_Try it_.
Return each line below exactly as it reads, and omit any image in it.

_Data for review_.
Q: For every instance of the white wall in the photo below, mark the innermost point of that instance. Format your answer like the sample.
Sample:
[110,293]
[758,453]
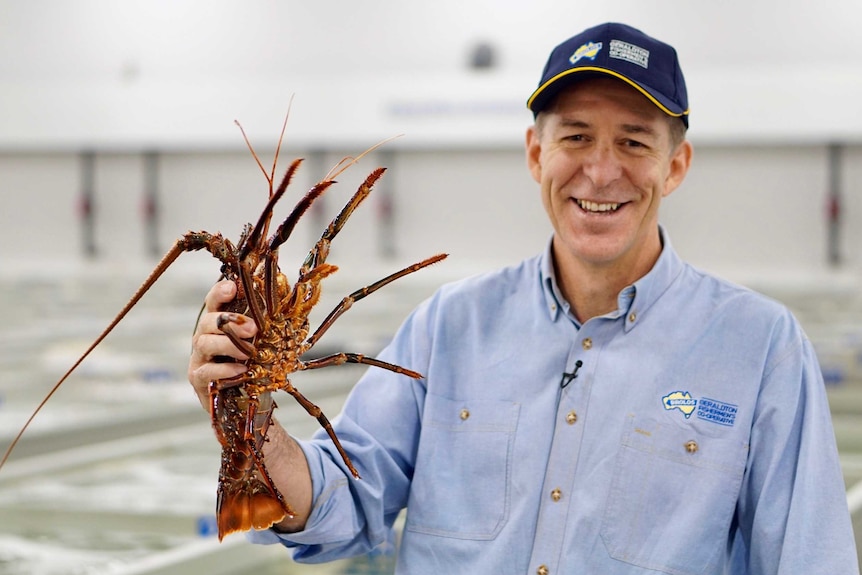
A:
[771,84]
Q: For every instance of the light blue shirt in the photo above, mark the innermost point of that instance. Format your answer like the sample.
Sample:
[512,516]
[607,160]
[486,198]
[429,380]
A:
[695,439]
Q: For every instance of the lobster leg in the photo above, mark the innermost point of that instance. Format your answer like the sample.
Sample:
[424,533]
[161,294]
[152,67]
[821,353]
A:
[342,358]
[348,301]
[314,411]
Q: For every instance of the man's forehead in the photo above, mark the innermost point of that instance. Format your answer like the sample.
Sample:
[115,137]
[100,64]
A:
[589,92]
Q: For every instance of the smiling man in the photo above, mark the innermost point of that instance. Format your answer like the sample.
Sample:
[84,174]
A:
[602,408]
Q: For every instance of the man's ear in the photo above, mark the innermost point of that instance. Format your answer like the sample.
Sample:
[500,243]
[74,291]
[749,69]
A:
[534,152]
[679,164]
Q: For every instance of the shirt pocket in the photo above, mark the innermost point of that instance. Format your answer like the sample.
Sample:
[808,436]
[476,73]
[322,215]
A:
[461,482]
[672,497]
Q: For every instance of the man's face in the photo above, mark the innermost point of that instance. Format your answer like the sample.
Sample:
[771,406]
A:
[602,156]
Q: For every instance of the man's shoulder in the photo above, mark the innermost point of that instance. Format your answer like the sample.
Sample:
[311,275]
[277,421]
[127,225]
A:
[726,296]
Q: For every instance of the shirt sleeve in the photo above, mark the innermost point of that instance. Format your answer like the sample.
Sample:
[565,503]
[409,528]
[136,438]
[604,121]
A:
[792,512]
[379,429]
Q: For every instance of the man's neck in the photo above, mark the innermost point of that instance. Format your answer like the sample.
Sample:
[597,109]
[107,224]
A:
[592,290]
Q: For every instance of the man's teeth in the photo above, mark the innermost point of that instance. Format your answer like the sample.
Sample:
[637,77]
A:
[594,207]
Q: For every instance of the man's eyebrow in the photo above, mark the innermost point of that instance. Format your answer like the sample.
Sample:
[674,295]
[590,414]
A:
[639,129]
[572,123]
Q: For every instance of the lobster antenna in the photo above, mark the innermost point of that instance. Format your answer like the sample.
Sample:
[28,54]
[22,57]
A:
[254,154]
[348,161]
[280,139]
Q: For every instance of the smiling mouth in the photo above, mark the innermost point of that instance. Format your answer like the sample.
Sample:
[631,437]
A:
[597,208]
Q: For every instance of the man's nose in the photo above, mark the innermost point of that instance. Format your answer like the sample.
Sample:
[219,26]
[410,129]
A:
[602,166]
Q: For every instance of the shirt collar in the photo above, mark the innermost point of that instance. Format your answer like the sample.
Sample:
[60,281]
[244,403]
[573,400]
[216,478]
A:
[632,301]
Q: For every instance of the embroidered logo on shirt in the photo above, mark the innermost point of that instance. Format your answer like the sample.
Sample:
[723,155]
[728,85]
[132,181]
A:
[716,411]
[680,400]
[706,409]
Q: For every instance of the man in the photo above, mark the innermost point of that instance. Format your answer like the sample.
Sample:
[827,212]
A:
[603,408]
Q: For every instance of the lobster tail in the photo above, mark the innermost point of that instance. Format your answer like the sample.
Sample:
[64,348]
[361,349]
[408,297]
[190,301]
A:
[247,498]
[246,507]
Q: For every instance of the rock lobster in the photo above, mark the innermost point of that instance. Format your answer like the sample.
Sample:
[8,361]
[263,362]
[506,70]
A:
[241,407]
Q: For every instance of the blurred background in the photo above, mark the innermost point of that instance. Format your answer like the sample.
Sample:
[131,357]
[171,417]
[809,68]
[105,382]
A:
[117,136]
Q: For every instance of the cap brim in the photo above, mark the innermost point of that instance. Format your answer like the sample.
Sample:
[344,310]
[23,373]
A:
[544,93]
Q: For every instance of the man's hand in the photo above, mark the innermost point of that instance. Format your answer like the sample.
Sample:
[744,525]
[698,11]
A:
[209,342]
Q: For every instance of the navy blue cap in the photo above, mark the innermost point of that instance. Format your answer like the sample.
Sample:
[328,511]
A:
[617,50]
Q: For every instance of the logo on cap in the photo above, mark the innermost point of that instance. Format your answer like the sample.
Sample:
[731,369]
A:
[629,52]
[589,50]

_Task result_.
Q: For every instance of the white wall in the photo below, mark the innermost point of that instance. Format your answer like the sample.
Sample:
[110,293]
[758,453]
A:
[771,84]
Q: For every instance of the light blue shirt in the photo above, mark the innermost point of that instance. Format your answer like the sample.
Sample:
[512,516]
[607,160]
[486,198]
[429,380]
A:
[695,439]
Q: For every instance of the lobster leg in the photo above, mark the innermost point of that instance. Format your answer like the sample.
Sample:
[424,533]
[161,294]
[152,67]
[821,353]
A:
[342,358]
[348,301]
[314,411]
Q: For every instance of the man's forehead in the photo above, mark the innermost point of that instance. Format your answer like the sample.
Sample:
[115,137]
[100,64]
A:
[589,92]
Q: For every instance of the smiling man in the photo above, mark the innermost point of that instance. Format your answer like the sample.
Sample:
[84,174]
A:
[602,408]
Q: For every instance of the man's ear in the photo above, mark the innermost point of that instance. Format your answer like the sample.
Sample:
[500,243]
[74,291]
[749,69]
A:
[534,152]
[679,164]
Q: For every instance of the shirt pocket in the photo above, mark the innermost point of that instance. Format your answer like the sample.
Sample:
[808,436]
[476,73]
[322,215]
A:
[461,482]
[672,497]
Q: For every instance of the man's face in the photo above, mark the innermost point of that instance. Format your answer like the sample.
Sample:
[771,406]
A:
[602,156]
Q: For every instance of the man's shoulder in the photo above, mark the innermost point of that instance. Format your answer like the sample.
Sample:
[311,275]
[277,421]
[127,225]
A:
[726,296]
Q: For every instance of the shirt sleeve in the photo above, mark the innermost point of that instance. Format your answer like the sample.
Sample:
[565,503]
[409,528]
[136,438]
[604,121]
A:
[792,512]
[379,429]
Q: For every instance of the man's neck in the photo above, mark the innermost point of that instance. Format your answer like the sample.
Sample:
[597,109]
[107,224]
A:
[592,290]
Q: For every instance of the man's teeth in the photo above, mark the innermost point of that instance. Format your answer like the sample.
Sample:
[637,77]
A:
[594,207]
Q: For every instance of the man's eyebrow in the photo above, mark the innermost point of that instance. Format your answer like the sample.
Sample:
[674,295]
[590,414]
A:
[639,129]
[572,123]
Q: For every instance of the lobster antenna in the photo above, mark the innermost point of that instance. Format your answer like the sample.
Sample:
[28,54]
[22,57]
A:
[254,154]
[348,161]
[280,139]
Q: For every instance of the smiling mouth in the photo above, mark the innermost point of that instance. Format your answer like the sample.
Sample:
[631,437]
A:
[597,208]
Q: For every instance of the man's nose in the photo above, mark the innermost point of that instance. Format your answer like the sample.
Sample:
[219,26]
[410,129]
A:
[602,166]
Q: For every instance of the shirt collar in the photo above, mark the innermost point of that instance. Format your answer like the sample.
Sample:
[60,281]
[244,403]
[573,400]
[216,478]
A:
[632,301]
Q: For every instance of the embroidered logo on shirt in the photo above, mark the innermost point of that instance. Format your answer like the sample.
Sample:
[723,155]
[728,85]
[132,181]
A:
[716,411]
[680,400]
[706,409]
Q: For every instance of the man in the photo above, mark the innermost point of that instance. Format your answer like the sample.
Sample:
[827,212]
A:
[603,408]
Q: For every instance of the lobster tail in the photo above, mark the innermost point of that instance. Format your answer like the sample.
Sample:
[64,348]
[361,349]
[408,297]
[190,301]
A:
[247,498]
[246,507]
Q: For every instance of the rock lobster in the photo above, mark the innermost point of that instance. Format your answer like the sample.
Sample:
[8,361]
[263,362]
[506,70]
A:
[241,407]
Q: For every instance of the blurred background in the photo above, mark the innermost point of that instance. Format your answer like the sample.
Sample:
[131,357]
[171,417]
[809,68]
[105,382]
A:
[117,136]
Q: For every instance of the cap brim in the photo above, mark the innermost point of that instance. Format your answer like the sample.
Sample:
[344,310]
[23,373]
A:
[544,93]
Q: For every instance of the man's hand in the photo above, mark the innermost point of that instance. Format your answer like the sample.
Sample:
[744,525]
[698,11]
A:
[209,342]
Q: For every instance of the navy blue cap in the photo above, mark the innermost point of that instance. Format your answer like the sample.
Sample:
[328,511]
A:
[617,50]
Q: For every instance of the logo on cap in the photo above, mark the innermost point of that instance. Format your answer like the sample.
Sample:
[731,369]
A:
[629,52]
[589,50]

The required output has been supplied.